- [Your goal]
In the excerpt on molecular shapes and polar covalent bonds, what is the molecular geometry of the oxygen atom?

- [Text excerpt]
------------------------------
There are two central atoms: carbon (C) and oxygen (O). The carbon atom has four bonding pairs of electrons and no lone pairs (AX4), so the molecular geometry is the same as the electron-pair geometry and is tetrahedral. The oxygen atom has two bonding atoms and two lone pairs (AX2E2), so its electron-pair geometry is tetrahedral but its molecular geometry is bent. The structure for the entire molecule can be pictured as a tetrahedron with an angled arm branching off one corner.

### VSEPR Theory and Polar Covalent Bonds

VSEPR theory can also predict shapes due to polar covalent bonds. A dipole moment is a vector that describes the charge magnitude and direction on a polar covalent bond. When dipole moments of a molecule cancel each other, the molecule is nonpolar. If there is a net dipole moment, the molecule is polar.

A polar covalent bond is a covalent bond in which the electron density is more localized on one end of the bond. One end is slightly positive, and one end is slightly negative. A dipole moment ($\mu$) is a vector quantity that defines the extent of the charge on either side of a polar covalent bond, with the direction that points from the positive side of the bond toward the negative side. The negative side is the more electronegative atom, and the positive side is the less electronegative atom. The dipole moment is the product of the charge ($\delta{+}$ and $\delta{-}$) and distance (d). The distance is simply the bond length. The dipole moment is measured in debyes (D), where $1\;\rm D=3.335641\times10^{-30}\;\rm C\cdot \rm m$.
------------------------------
- [Collected material]

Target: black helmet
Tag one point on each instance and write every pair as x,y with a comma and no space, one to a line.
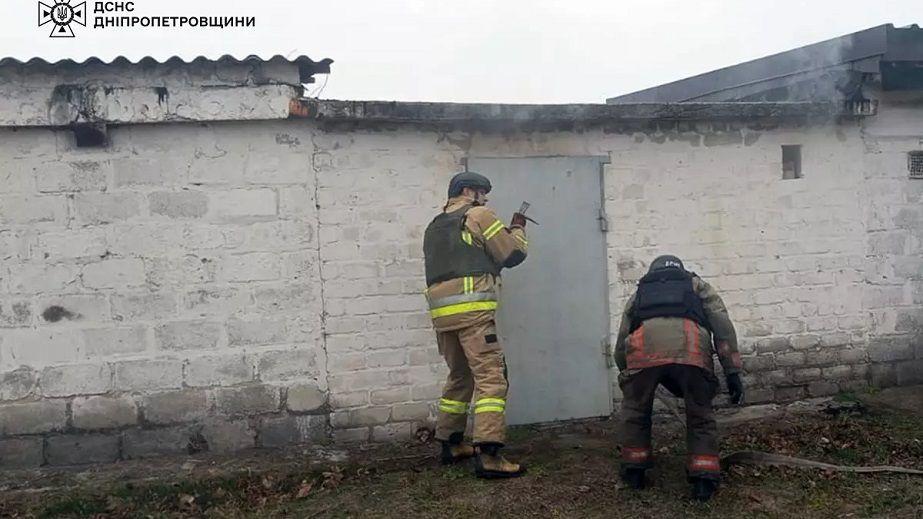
468,179
666,262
------------------------------
- [The answer]
Bent.